Bolivian politician and activist

María Eugenia Estenssoro (born 15 April 1958) is a Bolivian Argentine politician, journalist and activist for women's rights. She represented the city of Buenos Aires in the Argentine Senate from 2007 to 2013.

Estenssoro was born in La Paz. Her great-grandfather is credited with discovering oil in Bolivia and her grandfather founded the national oil company, YPFB. Her family also includes two former Presidents of Bolivia, Víctor Paz Estenssoro and Hugo Banzer. Her parents came to Argentina with her in 1964, and her father ran the Argentine oil company, YPF. She was raised in San Isidro, Buenos Aires and studied at the Northlands School. At 16 she continued her education in the United States, studying at Smith College, Massachusetts, and then in France at the Sorbonne and the Institut d'Études Politiques de Paris. She completed a postgraduate course in books and magazines at Harvard and a teaching course at Columbia University.

§ **Work instruction 1**: Name every school, college or university where, according to the biography of María Eugenia Estenssoro, she studied or completed a course.
§ **Work instruction 2**: Translate this sentence from the biography of María Eugenia Estenssoro into Spanish: "Her parents came to Argentina with her in 1964, and her father ran the Argentine oil company, YPF."
§ **Work instruction 3**: Extend the biography of María Eugenia Estenssoro, picking up after its final sentence.
The items come from a separate source unrelated to the biography.

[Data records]

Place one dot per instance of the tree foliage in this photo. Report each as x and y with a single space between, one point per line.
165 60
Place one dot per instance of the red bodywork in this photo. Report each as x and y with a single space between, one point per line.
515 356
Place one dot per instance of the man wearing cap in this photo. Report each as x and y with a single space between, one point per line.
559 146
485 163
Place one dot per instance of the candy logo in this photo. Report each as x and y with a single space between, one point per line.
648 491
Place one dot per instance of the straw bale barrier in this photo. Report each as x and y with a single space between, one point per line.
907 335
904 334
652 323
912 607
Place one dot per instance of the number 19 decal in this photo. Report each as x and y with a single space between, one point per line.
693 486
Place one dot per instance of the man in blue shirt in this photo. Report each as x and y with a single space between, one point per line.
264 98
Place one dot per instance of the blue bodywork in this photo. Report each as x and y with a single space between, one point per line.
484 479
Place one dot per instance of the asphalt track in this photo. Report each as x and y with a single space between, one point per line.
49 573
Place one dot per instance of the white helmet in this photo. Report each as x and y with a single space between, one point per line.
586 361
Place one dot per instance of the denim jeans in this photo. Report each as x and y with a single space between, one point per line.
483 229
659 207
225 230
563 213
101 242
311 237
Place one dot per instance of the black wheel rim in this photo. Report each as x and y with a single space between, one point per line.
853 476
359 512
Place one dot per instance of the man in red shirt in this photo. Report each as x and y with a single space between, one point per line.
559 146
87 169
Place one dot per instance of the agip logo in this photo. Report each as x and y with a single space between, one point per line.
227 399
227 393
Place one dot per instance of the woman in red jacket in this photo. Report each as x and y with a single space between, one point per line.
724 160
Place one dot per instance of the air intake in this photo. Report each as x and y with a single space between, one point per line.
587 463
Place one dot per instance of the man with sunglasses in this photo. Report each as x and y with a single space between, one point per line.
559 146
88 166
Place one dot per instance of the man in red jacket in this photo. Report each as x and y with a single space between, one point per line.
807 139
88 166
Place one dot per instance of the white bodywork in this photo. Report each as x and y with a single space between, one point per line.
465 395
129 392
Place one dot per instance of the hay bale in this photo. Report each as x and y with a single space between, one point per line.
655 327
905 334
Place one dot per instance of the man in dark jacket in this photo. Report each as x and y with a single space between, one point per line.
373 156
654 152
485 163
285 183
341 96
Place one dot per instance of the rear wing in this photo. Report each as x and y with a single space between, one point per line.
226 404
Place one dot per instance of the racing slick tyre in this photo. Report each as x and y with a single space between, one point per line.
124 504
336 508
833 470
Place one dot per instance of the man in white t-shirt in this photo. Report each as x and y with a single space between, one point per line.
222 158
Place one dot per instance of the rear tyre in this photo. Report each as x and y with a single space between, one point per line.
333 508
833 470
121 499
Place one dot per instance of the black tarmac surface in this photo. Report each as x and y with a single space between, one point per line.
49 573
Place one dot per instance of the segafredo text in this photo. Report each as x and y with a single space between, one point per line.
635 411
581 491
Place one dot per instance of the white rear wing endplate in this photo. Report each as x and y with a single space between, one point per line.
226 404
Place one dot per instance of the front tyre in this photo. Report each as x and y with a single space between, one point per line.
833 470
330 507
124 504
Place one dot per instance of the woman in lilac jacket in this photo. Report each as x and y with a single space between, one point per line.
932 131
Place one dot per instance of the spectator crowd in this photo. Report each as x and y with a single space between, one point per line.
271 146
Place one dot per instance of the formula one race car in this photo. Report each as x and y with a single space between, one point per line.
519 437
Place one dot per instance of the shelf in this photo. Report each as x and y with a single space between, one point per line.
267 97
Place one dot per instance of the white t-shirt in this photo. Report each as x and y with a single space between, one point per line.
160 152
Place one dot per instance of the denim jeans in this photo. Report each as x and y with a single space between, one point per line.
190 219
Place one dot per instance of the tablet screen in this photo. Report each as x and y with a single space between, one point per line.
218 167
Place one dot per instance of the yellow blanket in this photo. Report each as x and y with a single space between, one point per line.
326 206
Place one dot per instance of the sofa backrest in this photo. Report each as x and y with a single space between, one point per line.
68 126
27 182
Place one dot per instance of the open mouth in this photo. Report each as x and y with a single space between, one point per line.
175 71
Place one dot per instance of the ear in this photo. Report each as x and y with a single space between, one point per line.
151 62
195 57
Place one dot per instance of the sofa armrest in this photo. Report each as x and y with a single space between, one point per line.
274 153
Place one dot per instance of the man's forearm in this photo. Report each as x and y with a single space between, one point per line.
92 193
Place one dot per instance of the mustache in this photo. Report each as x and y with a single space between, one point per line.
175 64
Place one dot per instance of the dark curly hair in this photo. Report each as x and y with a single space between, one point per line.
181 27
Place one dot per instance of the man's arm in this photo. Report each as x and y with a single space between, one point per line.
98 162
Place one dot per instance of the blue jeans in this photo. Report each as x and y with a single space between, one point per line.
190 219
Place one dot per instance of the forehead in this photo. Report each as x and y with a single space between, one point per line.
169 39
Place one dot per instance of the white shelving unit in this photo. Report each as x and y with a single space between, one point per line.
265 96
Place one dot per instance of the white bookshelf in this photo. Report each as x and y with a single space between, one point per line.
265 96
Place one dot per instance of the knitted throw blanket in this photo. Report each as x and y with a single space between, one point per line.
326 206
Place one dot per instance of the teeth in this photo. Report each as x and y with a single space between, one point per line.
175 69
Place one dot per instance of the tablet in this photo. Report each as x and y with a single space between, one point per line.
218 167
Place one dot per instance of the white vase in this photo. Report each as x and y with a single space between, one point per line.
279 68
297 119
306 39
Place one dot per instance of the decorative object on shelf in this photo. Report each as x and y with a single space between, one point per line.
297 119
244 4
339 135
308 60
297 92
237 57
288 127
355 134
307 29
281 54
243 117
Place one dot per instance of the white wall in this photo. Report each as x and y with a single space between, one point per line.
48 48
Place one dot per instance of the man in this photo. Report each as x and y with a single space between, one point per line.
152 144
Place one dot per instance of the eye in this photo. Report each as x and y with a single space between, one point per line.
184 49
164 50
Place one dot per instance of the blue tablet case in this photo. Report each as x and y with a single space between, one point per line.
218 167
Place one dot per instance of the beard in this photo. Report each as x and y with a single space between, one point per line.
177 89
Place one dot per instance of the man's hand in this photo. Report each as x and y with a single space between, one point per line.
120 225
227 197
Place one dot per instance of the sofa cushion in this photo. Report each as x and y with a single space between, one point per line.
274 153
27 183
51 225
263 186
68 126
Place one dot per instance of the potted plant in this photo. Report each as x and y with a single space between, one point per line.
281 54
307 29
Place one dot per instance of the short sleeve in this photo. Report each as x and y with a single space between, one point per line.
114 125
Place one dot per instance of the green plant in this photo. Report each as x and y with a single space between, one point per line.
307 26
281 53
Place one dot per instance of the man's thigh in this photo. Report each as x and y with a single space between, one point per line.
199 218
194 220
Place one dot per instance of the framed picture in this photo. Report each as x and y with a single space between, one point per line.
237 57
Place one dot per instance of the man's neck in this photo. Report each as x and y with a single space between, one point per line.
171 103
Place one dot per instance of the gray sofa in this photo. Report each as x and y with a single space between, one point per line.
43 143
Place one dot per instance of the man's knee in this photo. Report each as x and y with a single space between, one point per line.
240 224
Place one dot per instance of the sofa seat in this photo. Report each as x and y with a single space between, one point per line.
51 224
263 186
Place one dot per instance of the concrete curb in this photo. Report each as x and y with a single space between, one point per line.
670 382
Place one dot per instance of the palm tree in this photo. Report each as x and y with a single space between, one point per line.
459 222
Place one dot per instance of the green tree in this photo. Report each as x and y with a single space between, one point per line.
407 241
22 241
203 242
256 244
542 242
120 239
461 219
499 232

§ **Task result 1**:
- Northlands School
- Smith College
- the Sorbonne
- Institut d'Études Politiques de Paris
- Harvard
- Columbia University

§ **Task result 2**: Sus padres llegaron con ella a la Argentina en 1964, y su padre dirigió la compañía petrolera argentina YPF.

§ **Task result 3**:
In May 1983 Estenssoro returned to Argentina. She began work at the magazine El Porteño and also worked for Time magazine, The Wall Street Journal and other US publications. She became editor of Mercado and then economics editor of Noticias. She founded a women's magazine and also worked in television.

Estenssoro was elected to the Buenos Aires city legislature in 2003 as an independent on the list of liberal party Recreate for Growth, under the wing of Patricia Bullrich. She was the first legislator of Bolivian descent in a city with a large Bolivian population. Later she allied with the ARI party. In 2007 she became a senator for the Civic Coalition. Her alliance with the ARI party, as a centre-right politician, provoked a crisis within ARI ranks, with several ARI deputies resigning to form a 'Autonomous ARI' block in the Argentine Congress.